• **Kutipan Dokumen**
----------
Kemudian Bangsa ini memuja-muja Pak
Harto sebagai sebuah figur yang membanggakan, sebagai seorang tokoh yang
memiliki kemampuan yang luar biasa untuk mengisi kemerdekaan bangsa ini dalam
bentuk pembangunan. seluruh aspek kehidupan di negeri ini mengalami kemajuan
pesat selama pemerintahan Pak Harto, pembanguan fisik terlihat
dimana-mana. Tingkat pendidikan masyarakat juga semakin meningkat. tentu saja
hal ini merupakan hasil perjuangan yang dilakukan dengan format tertentu dengan
melakukan tindakan-tindakan yang diperlukan untuk stabilitas nasional. Dengan
adanya stabilitas, maka pembangunan dapat dilakukan dengan baik. Tentu saja ada
efek-efek negatif dari format pembangunan yang dilakukan Pak harto
ini. Dengan gerakan mahasiswa yang didorong oleh beberapa tokoh tokoh
nasional, akhirnya Pak Harto mengundurkan diri.
Setelah pemilu 1999, Sidang Umum MPR
mengangkat Gus Dur sebagai Presiden ke 4. tetapi tidak lama setelah itu, MPR
yang sama menjatuhkan Gus Dur dengan alasan-alasan tertentu. Habibie dan
Megawati tidak dapat disebut sebagai pemimpin nomor satu di negeri ini, karena
keduanya hanya melanjutkan kepemimpinan presiden yang berhenti dan
diberhentikan.
Pemilu 2004 dan pemilu 2009 yang
merupakan pemilu dengan format pemilihan langsung terhadap kepala negara
tersebut, telah menghasilkan SBY- JK ( pemilu 2004) dan SBY- Boediono (2009)
sebagai pemimpin negeri ini. pelaksanaan pemiliu dilaksanakan dengan lancar,
walaupun ada hambatan disana-sini, tetapi secara umum pemilu dilaksanakan
dengan baik. SBY merupakan pemimpin yang masih dapat dibanggakan oleh bangsa
Indonesia saat ini. sebagai presiden yang dihasilkan dari sebuah pemilihan langsung
oleh rakyat, jadi sudah sepantasnyalah rakyat Indonesia memiliki rasa kecintaan
kepada pemimpinanya.
3.3 Pamong
Praja Sebagai Agent Of Change
Strategi
pengembangan karakter kepemimpinan melalui basis rekrutmen pamong praja hari
ini haruslah di evaluasi kembali. Pengembangan karakter kepemimpinan melalui
aspek intelektualitas, emosional dan spiritual menjadi strategi
yang tak terhindarkan. Mendidik pamong praja melalui penanaman kekuasaan yang
bersifat de jure semata (law centris) tak menjawab dinamika
perkembangan politik pemerintahan dewasa ini. Faktanya, kaderisasi elit dalam
masyarakat melalui instrument partai politik maupun lembaga kemasyarakatan
lainnya tampaknya mengalami kemacetan/kebuntuan (stagnan), bahkan
berjalan tanpa proses yang memadai.
----------
• **Data Mentah**
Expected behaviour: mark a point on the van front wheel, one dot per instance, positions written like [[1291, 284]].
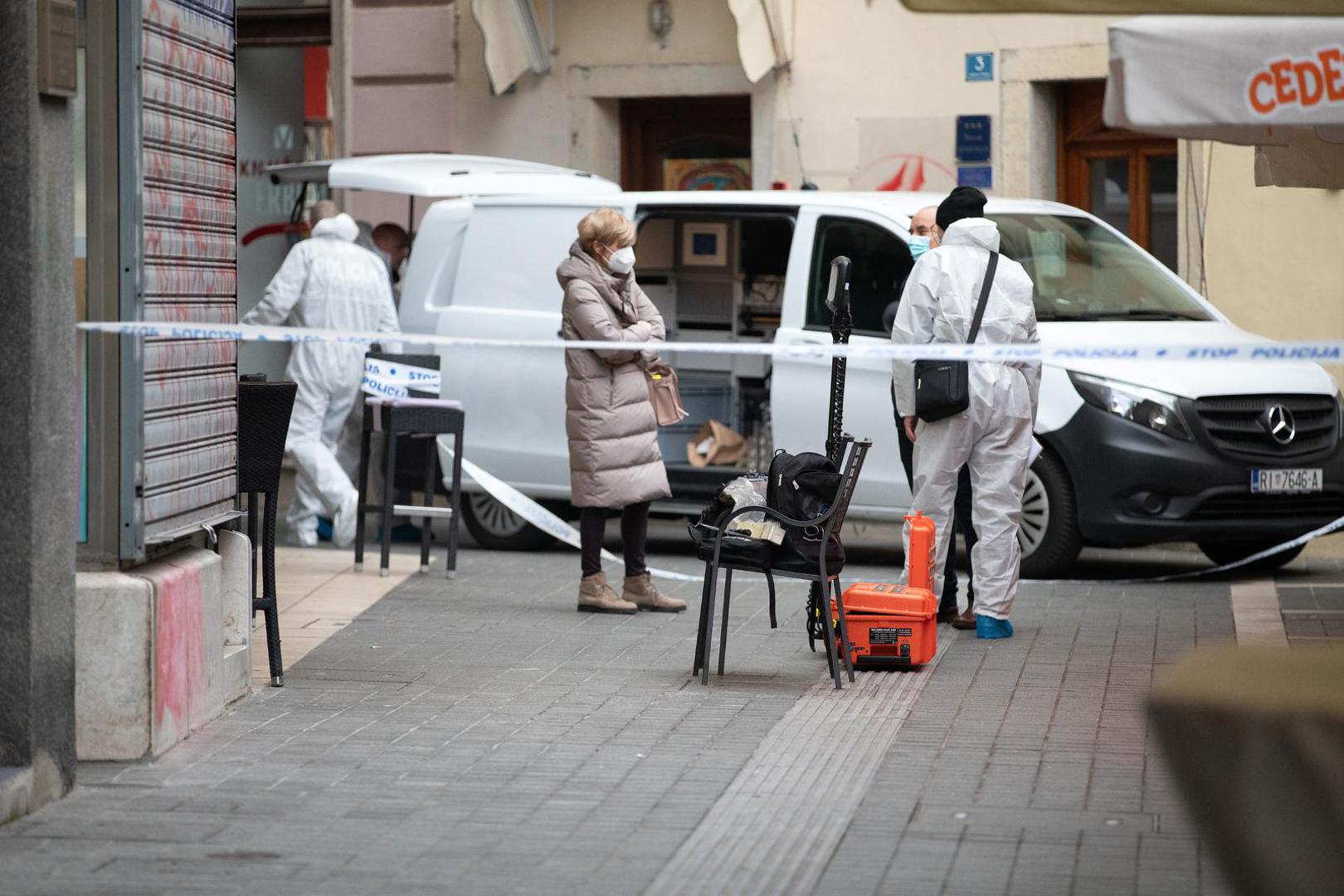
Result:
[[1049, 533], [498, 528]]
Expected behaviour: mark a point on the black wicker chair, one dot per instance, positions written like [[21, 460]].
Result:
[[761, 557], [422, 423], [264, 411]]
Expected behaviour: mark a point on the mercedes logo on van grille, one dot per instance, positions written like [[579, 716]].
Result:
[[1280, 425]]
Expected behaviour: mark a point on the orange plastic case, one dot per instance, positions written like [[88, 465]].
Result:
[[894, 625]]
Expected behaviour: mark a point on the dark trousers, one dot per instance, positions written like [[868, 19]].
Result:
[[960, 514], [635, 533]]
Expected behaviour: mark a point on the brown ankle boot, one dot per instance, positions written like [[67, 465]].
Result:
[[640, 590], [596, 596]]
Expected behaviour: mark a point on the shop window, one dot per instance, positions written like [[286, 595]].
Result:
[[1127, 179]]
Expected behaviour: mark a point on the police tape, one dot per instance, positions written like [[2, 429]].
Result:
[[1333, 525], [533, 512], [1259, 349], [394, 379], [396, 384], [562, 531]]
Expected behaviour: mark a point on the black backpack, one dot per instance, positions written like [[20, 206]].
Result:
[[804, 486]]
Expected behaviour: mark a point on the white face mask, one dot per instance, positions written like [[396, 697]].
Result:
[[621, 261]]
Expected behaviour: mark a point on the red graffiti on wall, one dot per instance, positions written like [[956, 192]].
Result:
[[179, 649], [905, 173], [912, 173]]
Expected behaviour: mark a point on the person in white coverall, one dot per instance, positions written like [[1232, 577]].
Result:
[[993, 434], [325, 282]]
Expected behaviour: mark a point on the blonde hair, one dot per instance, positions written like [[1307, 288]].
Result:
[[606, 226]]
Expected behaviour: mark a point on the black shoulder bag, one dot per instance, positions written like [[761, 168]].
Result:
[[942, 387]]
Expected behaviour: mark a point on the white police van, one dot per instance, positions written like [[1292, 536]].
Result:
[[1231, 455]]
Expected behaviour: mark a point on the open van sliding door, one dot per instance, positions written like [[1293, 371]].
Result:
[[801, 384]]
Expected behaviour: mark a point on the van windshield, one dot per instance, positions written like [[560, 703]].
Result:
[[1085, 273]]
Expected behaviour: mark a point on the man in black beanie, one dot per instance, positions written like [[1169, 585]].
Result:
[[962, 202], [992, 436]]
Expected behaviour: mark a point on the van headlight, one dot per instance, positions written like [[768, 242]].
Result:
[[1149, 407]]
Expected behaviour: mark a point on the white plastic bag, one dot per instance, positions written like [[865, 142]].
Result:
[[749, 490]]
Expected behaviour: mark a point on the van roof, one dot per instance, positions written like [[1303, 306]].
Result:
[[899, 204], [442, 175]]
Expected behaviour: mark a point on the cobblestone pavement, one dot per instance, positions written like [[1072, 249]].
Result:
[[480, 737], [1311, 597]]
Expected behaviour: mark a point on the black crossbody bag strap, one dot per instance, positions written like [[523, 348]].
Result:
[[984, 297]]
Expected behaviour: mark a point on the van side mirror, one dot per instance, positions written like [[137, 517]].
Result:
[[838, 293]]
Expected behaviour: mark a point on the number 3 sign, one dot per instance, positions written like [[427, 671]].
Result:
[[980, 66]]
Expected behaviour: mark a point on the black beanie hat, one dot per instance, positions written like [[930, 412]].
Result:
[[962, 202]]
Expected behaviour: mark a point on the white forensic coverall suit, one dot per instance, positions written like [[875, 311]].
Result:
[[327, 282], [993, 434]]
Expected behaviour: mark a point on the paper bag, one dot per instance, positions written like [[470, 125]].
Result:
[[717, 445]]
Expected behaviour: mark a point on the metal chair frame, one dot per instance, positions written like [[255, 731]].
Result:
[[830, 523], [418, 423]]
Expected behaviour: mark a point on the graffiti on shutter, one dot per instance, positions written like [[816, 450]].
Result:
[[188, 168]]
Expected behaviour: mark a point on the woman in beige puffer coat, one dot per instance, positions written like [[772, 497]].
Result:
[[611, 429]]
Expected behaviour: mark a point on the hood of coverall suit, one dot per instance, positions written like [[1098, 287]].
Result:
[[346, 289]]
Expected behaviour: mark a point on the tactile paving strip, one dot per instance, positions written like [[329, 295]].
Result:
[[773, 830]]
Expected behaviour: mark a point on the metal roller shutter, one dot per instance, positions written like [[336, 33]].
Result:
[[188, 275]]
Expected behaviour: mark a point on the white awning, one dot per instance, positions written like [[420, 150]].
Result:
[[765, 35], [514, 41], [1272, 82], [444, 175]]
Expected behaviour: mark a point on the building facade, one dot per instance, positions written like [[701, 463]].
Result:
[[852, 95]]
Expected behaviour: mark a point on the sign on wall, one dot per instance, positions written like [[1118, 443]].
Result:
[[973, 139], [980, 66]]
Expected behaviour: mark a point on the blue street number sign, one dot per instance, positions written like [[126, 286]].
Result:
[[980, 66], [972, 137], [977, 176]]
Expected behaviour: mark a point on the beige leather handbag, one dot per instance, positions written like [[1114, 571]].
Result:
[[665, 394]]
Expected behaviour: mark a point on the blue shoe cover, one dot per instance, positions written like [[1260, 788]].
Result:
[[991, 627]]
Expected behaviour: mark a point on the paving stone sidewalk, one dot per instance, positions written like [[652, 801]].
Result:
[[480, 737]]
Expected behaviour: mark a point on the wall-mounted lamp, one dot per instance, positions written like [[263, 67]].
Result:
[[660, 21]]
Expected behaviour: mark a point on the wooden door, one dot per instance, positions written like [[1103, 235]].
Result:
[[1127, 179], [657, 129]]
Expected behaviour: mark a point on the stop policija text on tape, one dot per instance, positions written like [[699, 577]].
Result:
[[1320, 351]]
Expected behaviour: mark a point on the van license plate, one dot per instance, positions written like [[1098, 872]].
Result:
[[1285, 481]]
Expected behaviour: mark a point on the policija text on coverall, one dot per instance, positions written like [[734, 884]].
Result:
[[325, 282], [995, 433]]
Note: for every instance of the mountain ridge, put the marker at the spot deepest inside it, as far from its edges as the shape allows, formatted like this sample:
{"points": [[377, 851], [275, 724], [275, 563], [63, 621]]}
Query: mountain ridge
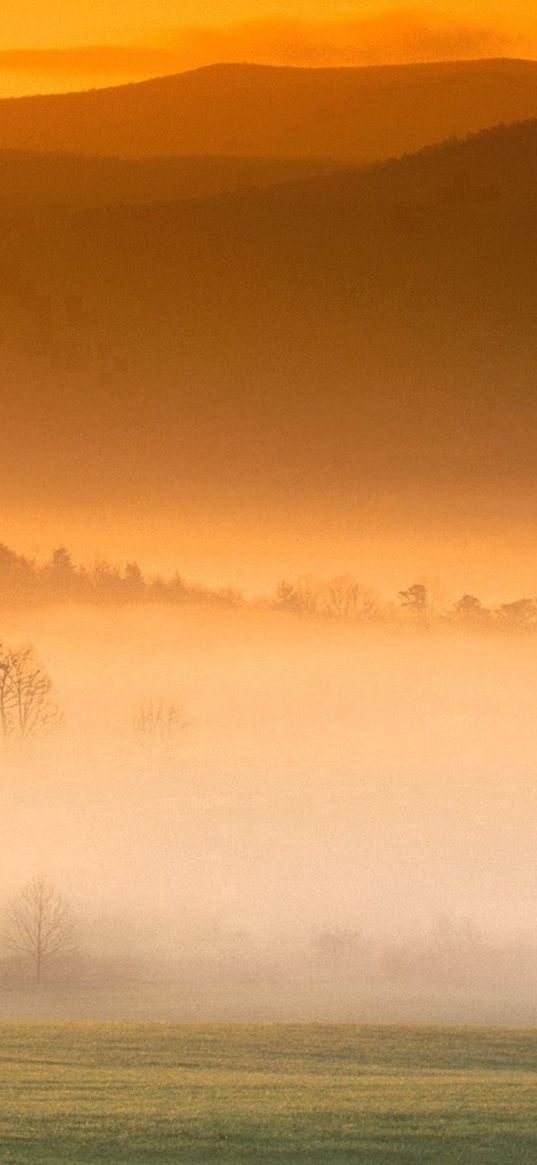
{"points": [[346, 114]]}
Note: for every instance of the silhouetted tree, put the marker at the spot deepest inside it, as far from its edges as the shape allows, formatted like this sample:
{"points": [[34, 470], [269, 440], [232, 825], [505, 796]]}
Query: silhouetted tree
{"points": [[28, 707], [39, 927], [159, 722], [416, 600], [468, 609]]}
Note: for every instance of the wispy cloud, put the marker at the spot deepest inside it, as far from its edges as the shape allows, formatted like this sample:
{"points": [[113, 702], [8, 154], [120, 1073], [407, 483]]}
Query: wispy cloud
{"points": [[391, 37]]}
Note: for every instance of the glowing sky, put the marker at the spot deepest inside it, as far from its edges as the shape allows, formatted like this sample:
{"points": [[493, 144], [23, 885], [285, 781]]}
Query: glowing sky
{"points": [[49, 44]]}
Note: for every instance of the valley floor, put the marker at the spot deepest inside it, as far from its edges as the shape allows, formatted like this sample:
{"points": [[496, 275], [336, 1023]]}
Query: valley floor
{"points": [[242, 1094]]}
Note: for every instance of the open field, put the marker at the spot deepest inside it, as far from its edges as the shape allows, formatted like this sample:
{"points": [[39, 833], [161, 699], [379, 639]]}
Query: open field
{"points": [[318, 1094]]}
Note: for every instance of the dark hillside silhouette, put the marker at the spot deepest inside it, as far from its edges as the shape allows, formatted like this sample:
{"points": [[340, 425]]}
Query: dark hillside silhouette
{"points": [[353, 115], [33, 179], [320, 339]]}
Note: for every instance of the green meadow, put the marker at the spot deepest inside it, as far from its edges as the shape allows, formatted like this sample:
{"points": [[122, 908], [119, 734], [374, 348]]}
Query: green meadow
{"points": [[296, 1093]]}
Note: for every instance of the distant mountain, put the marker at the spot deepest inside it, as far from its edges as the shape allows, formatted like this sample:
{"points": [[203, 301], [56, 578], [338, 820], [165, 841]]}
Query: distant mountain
----------
• **Tugas Anda**
Tuliskan semua nama orang yang disebut dalam kutipan dokumen tentang para pemimpin Indonesia, masing-masing satu kali.

• **Jawaban Latihan**
Pak Harto, Gus Dur, Habibie, Megawati, SBY, JK, Boediono